▶ _EXTRACTED MATERIAL_
┄┄┄┄┄┄┄┄┄┄
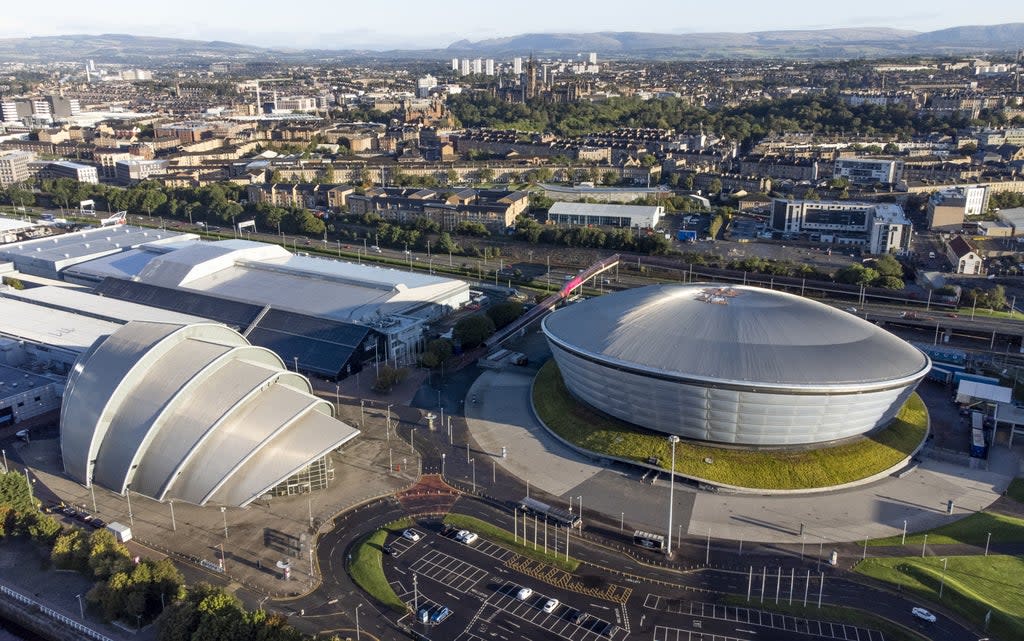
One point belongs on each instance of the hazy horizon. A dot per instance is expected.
(272, 25)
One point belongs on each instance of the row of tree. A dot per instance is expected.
(744, 123)
(135, 591)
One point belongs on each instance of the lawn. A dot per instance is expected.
(972, 529)
(762, 469)
(367, 566)
(974, 586)
(497, 535)
(835, 613)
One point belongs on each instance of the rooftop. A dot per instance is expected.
(98, 242)
(733, 335)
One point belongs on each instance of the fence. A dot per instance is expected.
(55, 615)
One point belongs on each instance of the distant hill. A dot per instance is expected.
(807, 44)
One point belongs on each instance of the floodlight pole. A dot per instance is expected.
(673, 439)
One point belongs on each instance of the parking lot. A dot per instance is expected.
(761, 618)
(449, 570)
(559, 623)
(478, 584)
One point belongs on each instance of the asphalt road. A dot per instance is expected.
(478, 585)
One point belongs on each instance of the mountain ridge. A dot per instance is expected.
(806, 44)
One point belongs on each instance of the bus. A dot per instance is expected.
(648, 540)
(550, 513)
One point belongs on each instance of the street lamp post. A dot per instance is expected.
(942, 582)
(673, 439)
(131, 517)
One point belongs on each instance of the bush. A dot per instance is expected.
(472, 331)
(389, 377)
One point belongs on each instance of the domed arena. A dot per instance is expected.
(733, 365)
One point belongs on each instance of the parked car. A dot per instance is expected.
(440, 615)
(924, 614)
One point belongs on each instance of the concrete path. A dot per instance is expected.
(503, 417)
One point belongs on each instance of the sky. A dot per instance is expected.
(408, 24)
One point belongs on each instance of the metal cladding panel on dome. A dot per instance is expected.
(104, 378)
(727, 415)
(219, 393)
(287, 454)
(733, 335)
(239, 437)
(154, 389)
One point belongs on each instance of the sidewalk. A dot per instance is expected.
(504, 417)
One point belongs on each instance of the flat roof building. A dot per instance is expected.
(605, 215)
(50, 256)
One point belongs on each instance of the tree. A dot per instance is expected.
(503, 314)
(472, 331)
(436, 353)
(388, 377)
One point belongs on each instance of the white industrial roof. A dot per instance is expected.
(50, 327)
(269, 274)
(14, 224)
(77, 301)
(98, 242)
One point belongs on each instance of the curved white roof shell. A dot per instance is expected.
(190, 413)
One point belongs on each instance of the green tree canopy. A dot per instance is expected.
(472, 331)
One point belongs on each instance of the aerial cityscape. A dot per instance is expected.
(687, 324)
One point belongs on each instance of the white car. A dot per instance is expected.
(924, 614)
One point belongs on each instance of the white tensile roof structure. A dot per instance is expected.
(190, 413)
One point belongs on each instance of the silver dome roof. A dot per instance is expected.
(733, 335)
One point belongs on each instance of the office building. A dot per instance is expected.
(14, 167)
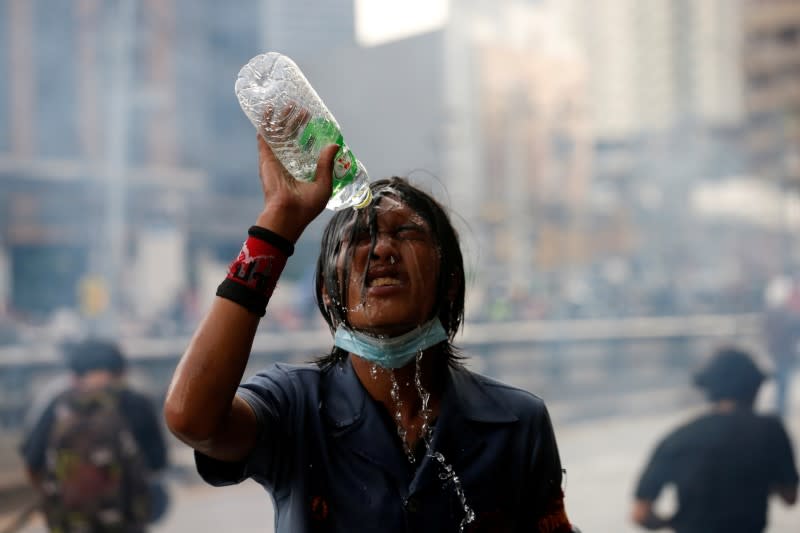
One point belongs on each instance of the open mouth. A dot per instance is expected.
(383, 282)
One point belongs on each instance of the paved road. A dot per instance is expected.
(602, 458)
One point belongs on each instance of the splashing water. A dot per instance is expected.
(447, 475)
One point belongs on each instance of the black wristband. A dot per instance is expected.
(253, 301)
(281, 243)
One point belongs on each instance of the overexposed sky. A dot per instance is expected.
(381, 21)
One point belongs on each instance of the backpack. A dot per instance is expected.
(95, 476)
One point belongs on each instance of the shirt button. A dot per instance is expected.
(411, 504)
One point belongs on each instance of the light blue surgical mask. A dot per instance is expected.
(390, 352)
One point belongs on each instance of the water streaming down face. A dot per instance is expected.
(415, 249)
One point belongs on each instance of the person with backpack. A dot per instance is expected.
(93, 452)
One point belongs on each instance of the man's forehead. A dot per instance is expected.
(389, 209)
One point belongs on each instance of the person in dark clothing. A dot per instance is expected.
(390, 431)
(725, 463)
(782, 336)
(97, 369)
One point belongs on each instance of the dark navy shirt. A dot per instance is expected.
(332, 463)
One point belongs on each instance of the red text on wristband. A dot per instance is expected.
(258, 266)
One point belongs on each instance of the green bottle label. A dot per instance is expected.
(319, 133)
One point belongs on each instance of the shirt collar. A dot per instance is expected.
(470, 395)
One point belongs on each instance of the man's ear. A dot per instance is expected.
(326, 298)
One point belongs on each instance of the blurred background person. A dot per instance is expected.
(93, 453)
(782, 335)
(726, 463)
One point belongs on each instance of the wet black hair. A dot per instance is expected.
(343, 227)
(730, 374)
(94, 354)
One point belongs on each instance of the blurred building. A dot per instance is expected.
(92, 168)
(771, 59)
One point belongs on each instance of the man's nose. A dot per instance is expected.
(385, 246)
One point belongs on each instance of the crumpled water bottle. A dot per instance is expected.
(296, 124)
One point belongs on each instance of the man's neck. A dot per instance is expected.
(388, 386)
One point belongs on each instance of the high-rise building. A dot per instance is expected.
(657, 65)
(771, 59)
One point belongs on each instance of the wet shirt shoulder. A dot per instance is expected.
(332, 463)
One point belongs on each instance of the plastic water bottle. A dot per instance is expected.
(296, 124)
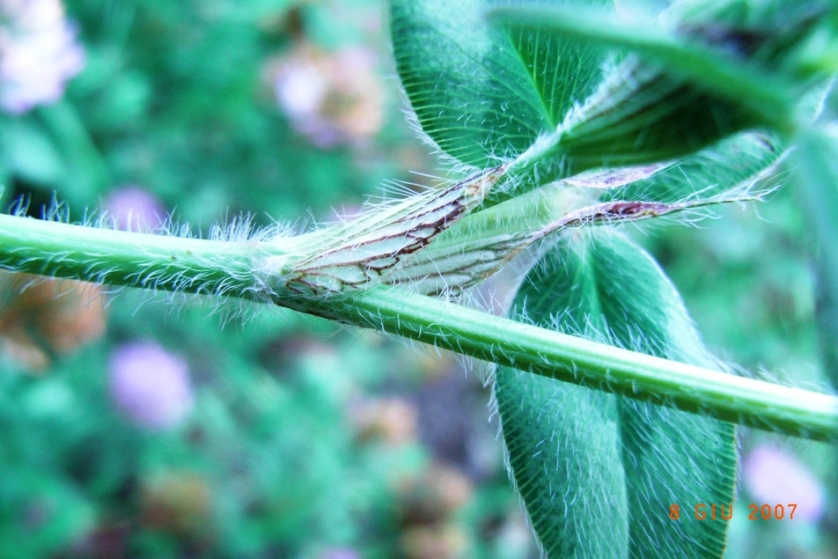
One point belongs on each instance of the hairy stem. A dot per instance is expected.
(213, 267)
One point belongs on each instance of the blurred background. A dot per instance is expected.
(138, 425)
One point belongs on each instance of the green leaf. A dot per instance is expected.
(599, 473)
(734, 163)
(482, 92)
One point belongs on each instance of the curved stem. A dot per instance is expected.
(214, 267)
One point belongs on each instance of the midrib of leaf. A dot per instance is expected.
(606, 287)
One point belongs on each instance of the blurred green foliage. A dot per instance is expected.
(293, 447)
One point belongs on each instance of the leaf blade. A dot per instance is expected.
(664, 456)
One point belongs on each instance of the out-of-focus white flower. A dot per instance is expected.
(331, 98)
(38, 53)
(775, 477)
(134, 208)
(150, 385)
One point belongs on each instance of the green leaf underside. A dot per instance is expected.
(481, 91)
(597, 472)
(713, 171)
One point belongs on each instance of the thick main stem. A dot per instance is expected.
(212, 267)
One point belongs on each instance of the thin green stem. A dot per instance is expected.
(171, 263)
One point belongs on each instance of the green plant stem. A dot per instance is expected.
(740, 82)
(212, 267)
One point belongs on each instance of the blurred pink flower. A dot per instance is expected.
(134, 208)
(150, 385)
(38, 53)
(775, 477)
(331, 98)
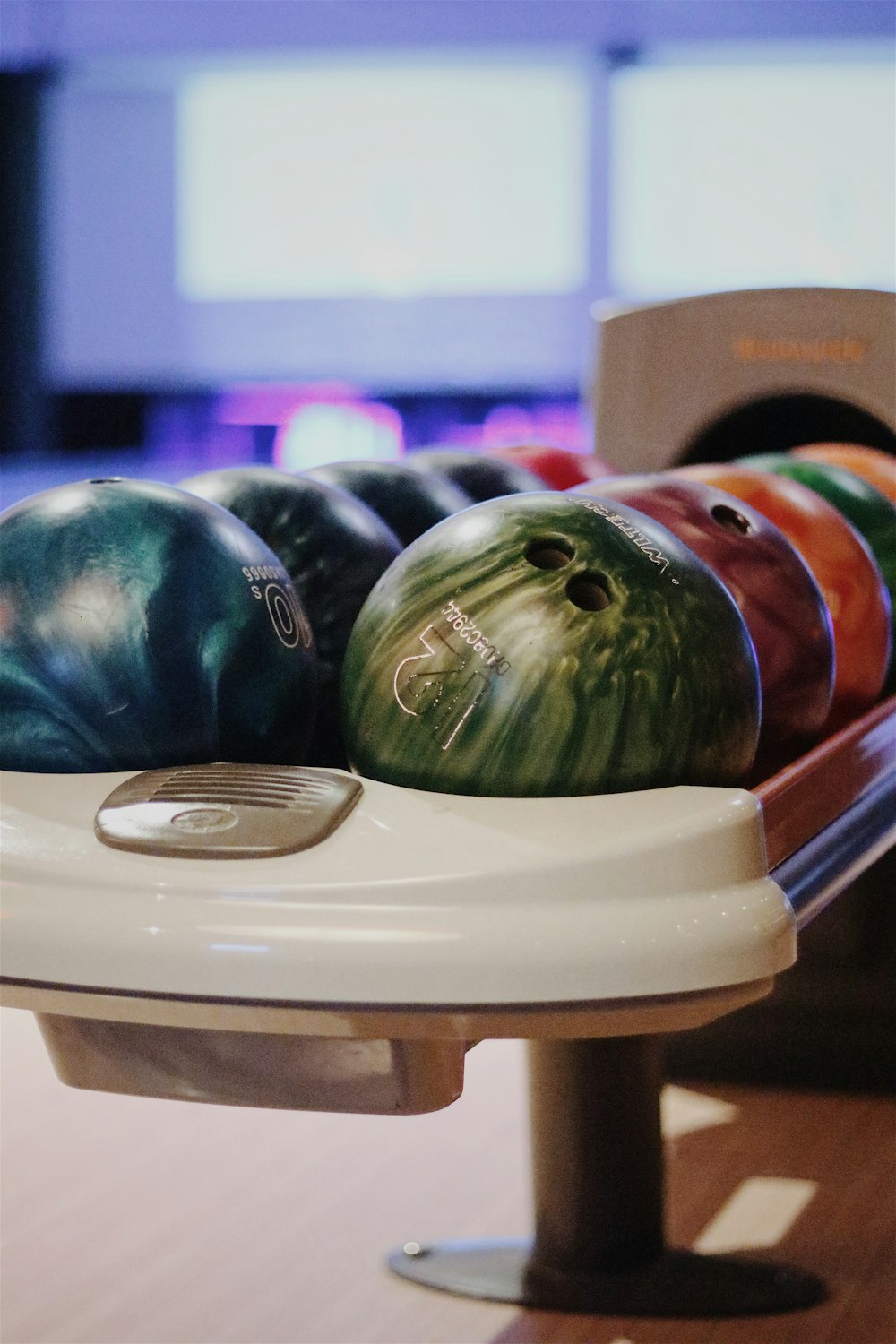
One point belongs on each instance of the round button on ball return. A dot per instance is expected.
(355, 973)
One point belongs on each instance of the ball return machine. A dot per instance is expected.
(308, 940)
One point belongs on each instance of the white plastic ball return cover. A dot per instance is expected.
(351, 961)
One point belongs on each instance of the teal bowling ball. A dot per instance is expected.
(478, 475)
(406, 500)
(142, 628)
(547, 644)
(333, 547)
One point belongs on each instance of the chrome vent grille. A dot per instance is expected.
(226, 811)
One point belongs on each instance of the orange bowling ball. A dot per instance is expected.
(844, 569)
(874, 465)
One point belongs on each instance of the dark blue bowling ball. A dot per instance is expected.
(142, 626)
(333, 547)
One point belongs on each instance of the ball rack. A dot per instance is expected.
(354, 972)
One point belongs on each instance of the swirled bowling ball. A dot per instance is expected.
(872, 464)
(547, 644)
(868, 510)
(408, 502)
(844, 569)
(772, 586)
(140, 628)
(332, 546)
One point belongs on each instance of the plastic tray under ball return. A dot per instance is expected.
(308, 940)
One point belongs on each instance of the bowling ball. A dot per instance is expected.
(772, 586)
(333, 548)
(560, 468)
(842, 567)
(408, 502)
(546, 644)
(871, 513)
(142, 628)
(874, 465)
(479, 476)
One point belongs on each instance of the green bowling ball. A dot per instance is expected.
(546, 644)
(142, 628)
(863, 504)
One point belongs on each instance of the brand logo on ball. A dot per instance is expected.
(440, 688)
(289, 621)
(633, 532)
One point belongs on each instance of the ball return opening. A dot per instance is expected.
(421, 924)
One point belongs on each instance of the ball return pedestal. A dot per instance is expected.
(355, 973)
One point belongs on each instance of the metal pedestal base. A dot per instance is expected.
(598, 1185)
(677, 1284)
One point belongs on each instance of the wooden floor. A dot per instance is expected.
(131, 1220)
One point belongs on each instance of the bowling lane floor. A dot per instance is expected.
(128, 1220)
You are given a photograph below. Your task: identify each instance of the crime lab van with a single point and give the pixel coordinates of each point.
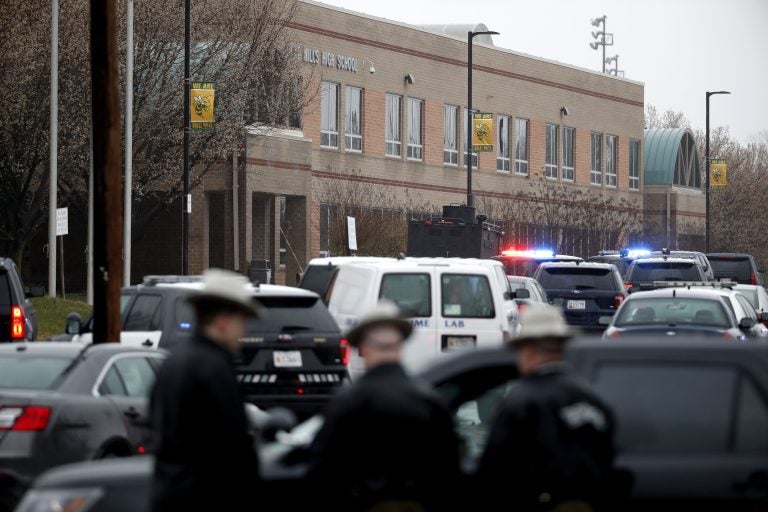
(452, 303)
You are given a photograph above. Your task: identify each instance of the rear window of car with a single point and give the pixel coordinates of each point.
┄┄┄┄┄┄┄┄┄┄
▶ _DESCRIPTION OF THE TASK_
Set down exactly and only the lines from the line that contains "One point belongs on each instance of the bowling lane" through the last line of the entries above, with both of those lines included and the pictures left out.

▶ _EXERCISE ANSWER_
One point belongs on each instance of the bowling lane floor. A dot per instance is expected.
(128, 1220)
You are given a photograph below. Your task: identify each instance of the crime lab van with a single point and give the pixel coordinates of each point.
(452, 303)
You are given a photograph above. Your task: identify each instance of the rear window of car with a single point and give the pixel coordinates of each point.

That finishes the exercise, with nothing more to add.